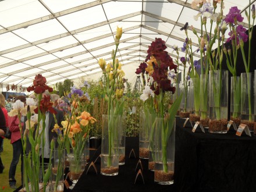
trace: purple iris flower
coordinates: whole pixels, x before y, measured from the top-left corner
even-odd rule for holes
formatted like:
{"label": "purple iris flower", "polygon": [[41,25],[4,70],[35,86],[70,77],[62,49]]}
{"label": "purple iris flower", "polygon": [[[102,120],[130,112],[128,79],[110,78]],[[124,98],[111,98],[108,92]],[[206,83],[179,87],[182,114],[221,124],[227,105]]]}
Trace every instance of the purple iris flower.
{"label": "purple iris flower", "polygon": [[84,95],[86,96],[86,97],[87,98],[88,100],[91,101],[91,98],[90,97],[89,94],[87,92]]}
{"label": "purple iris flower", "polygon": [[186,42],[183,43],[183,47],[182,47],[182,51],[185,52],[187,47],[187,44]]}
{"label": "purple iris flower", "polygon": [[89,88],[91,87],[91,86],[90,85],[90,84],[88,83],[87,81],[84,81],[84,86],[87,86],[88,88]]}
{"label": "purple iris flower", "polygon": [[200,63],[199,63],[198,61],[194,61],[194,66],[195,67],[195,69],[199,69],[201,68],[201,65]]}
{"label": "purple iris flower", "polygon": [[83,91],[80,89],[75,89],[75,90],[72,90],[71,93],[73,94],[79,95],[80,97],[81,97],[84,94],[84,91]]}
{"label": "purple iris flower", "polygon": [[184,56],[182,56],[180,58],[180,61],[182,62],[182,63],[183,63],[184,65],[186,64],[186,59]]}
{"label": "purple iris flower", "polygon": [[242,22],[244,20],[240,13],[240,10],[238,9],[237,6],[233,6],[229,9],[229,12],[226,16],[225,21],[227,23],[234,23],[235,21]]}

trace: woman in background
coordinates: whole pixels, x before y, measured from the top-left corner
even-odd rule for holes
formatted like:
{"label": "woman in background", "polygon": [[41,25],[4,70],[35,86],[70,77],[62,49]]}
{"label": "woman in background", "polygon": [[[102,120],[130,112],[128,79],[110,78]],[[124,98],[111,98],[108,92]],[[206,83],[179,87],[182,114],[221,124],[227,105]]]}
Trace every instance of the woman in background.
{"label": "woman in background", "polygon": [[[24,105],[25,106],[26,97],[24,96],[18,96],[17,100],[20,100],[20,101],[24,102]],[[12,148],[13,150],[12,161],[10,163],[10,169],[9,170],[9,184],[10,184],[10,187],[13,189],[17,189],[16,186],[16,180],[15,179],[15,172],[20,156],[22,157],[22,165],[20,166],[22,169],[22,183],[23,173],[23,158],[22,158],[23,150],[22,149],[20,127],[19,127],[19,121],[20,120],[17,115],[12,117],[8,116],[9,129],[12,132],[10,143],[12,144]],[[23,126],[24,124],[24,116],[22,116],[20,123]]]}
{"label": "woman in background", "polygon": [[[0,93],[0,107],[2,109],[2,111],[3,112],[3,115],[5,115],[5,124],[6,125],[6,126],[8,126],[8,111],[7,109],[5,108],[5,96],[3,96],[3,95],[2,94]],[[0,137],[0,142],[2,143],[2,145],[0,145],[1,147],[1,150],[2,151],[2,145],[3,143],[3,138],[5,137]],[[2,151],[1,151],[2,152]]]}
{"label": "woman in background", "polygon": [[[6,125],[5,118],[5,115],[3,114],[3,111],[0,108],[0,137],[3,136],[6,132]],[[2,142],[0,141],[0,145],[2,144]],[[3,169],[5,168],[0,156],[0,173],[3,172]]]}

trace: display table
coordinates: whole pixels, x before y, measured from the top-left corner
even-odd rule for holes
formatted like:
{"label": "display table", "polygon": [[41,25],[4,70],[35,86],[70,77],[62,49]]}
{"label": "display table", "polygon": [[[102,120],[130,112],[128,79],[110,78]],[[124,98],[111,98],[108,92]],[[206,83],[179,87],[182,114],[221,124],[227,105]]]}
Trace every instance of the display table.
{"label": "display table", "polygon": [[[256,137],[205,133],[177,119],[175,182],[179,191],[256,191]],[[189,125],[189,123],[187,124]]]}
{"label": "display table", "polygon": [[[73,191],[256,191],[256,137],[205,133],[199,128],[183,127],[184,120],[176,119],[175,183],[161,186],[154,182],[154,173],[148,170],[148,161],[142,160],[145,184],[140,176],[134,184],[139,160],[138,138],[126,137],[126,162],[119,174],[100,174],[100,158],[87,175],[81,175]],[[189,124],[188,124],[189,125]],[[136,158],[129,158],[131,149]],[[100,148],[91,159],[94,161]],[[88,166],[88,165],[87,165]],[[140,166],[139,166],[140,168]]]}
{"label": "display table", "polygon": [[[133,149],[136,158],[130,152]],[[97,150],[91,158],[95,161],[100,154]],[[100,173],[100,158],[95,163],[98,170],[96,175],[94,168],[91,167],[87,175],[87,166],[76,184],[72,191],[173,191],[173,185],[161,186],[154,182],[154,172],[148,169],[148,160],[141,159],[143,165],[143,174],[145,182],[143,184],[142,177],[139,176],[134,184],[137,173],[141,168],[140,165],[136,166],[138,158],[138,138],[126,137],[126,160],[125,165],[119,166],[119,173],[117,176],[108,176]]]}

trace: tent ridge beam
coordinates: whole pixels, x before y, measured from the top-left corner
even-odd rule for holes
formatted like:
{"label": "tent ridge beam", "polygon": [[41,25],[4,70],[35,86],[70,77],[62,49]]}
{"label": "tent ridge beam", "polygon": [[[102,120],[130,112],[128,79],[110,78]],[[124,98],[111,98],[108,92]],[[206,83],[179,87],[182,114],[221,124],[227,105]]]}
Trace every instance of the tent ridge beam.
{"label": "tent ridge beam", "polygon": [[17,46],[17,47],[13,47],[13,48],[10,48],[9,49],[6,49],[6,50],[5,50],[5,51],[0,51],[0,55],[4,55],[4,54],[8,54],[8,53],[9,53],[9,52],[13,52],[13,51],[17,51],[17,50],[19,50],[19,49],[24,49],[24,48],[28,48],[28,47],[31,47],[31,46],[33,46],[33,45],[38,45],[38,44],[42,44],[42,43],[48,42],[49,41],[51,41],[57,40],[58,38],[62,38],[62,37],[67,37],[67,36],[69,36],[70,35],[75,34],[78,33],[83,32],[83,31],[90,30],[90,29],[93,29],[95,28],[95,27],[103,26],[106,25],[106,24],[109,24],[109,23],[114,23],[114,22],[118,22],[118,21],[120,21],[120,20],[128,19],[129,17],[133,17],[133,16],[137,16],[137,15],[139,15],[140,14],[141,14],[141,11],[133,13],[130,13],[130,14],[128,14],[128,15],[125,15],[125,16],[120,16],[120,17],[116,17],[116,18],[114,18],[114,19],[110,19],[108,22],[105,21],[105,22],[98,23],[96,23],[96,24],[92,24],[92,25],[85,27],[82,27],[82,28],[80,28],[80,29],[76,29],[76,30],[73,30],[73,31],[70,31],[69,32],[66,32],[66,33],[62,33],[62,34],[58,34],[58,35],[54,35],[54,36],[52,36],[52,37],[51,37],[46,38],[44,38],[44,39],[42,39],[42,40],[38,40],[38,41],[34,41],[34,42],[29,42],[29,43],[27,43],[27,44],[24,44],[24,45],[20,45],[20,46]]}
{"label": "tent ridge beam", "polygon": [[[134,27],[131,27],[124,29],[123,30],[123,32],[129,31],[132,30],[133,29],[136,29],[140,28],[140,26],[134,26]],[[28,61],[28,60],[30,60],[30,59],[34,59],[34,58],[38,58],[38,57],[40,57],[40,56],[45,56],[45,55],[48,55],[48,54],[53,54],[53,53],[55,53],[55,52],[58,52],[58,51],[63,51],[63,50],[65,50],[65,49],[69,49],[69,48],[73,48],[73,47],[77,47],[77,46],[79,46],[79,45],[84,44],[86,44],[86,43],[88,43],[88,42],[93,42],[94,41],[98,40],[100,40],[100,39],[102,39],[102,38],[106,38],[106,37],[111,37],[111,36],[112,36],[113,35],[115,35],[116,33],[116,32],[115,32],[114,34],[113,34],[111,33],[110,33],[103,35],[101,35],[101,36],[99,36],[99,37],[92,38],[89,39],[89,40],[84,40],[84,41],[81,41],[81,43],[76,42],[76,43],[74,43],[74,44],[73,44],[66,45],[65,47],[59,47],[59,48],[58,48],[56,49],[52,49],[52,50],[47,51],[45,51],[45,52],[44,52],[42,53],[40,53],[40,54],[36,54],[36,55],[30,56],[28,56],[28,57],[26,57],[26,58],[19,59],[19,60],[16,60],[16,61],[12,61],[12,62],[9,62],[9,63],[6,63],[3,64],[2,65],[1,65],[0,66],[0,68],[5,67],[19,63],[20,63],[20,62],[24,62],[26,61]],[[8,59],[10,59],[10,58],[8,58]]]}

# Required task:
Identify every line in the items above that contains the word "purple", and copy each of those lines in full.

# Task result:
trace: purple iris flower
{"label": "purple iris flower", "polygon": [[41,25],[4,70],[35,86],[70,77],[62,49]]}
{"label": "purple iris flower", "polygon": [[[102,120],[130,112],[128,79],[110,78]],[[124,98],[111,98],[108,92]],[[206,83],[179,87],[182,114],[221,124],[227,105]]]}
Trace every instance of the purple iris flower.
{"label": "purple iris flower", "polygon": [[84,95],[86,96],[86,97],[87,98],[88,100],[91,101],[91,98],[90,97],[89,94],[87,92]]}
{"label": "purple iris flower", "polygon": [[186,42],[183,43],[183,47],[182,47],[182,51],[185,52],[187,47],[187,44]]}
{"label": "purple iris flower", "polygon": [[89,88],[91,87],[91,86],[90,85],[90,84],[88,83],[87,81],[84,81],[84,86],[87,86],[88,88]]}
{"label": "purple iris flower", "polygon": [[200,63],[199,63],[198,61],[194,61],[194,66],[195,67],[195,69],[199,69],[201,68],[201,65]]}
{"label": "purple iris flower", "polygon": [[83,91],[80,89],[75,89],[75,90],[72,90],[71,93],[73,94],[79,95],[80,97],[81,97],[84,94],[84,91]]}
{"label": "purple iris flower", "polygon": [[184,56],[182,56],[180,58],[180,61],[182,62],[182,63],[183,63],[184,65],[186,64],[186,59]]}
{"label": "purple iris flower", "polygon": [[242,22],[244,20],[240,13],[240,10],[238,9],[237,6],[233,6],[229,9],[229,12],[226,16],[225,21],[227,23],[234,23],[235,21]]}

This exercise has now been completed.